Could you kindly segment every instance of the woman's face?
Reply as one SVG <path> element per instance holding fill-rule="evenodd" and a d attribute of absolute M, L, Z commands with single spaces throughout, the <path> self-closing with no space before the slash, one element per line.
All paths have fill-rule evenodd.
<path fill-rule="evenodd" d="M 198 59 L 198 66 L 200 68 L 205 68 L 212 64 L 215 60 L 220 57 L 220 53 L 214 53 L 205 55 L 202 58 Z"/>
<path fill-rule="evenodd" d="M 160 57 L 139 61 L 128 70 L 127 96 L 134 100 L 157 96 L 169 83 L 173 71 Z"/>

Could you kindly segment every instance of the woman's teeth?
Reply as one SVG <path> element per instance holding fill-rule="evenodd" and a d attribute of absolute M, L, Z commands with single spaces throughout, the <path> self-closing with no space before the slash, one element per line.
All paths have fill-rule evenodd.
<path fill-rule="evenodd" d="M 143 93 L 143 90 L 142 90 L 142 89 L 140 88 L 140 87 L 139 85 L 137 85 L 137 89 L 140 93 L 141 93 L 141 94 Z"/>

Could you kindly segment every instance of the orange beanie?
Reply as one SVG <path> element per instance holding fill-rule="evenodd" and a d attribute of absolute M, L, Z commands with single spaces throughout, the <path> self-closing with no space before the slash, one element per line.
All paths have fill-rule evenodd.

########

__Exercise task__: Please set out every line of the rows above as a Markdown table with the columns "No." and "Line", numbering each line and leaving out the blank ones.

__Written answer__:
| No. | Line |
|---|---|
| 1 | Could you kindly segment every instance of the woman's face? |
| 2 | Reply as one SVG <path> element per instance holding fill-rule="evenodd" and a d attribute of absolute M, L, Z commands with single spaces throughout, the <path> self-closing with no space before the slash, one element per line. |
| 3 | All paths have fill-rule evenodd. |
| 4 | <path fill-rule="evenodd" d="M 198 59 L 198 66 L 200 68 L 205 68 L 212 64 L 215 60 L 220 57 L 220 53 L 214 53 L 205 55 L 202 58 Z"/> |
| 5 | <path fill-rule="evenodd" d="M 160 57 L 139 61 L 128 70 L 127 96 L 134 100 L 157 96 L 169 83 L 173 71 Z"/> |
| 6 | Could you kindly segment every instance of the woman's teeth? |
| 7 | Reply as one SVG <path> element per instance holding fill-rule="evenodd" and a d attribute of absolute M, L, Z commands with single spaces throughout, the <path> self-closing with no space before the slash, one element per line. |
| 8 | All paths have fill-rule evenodd. |
| 9 | <path fill-rule="evenodd" d="M 143 93 L 143 90 L 142 90 L 142 89 L 140 88 L 140 87 L 139 85 L 137 85 L 137 89 L 140 93 L 141 93 L 141 94 Z"/> |
| 10 | Could you kindly segment every instance of the orange beanie? |
| 11 | Reply as one SVG <path> element per instance holding fill-rule="evenodd" and a d attribute of absolute M, L, Z commands with single spaces throughout, the <path> self-closing with no space before the slash, one element per line. |
| 12 | All paths have fill-rule evenodd. |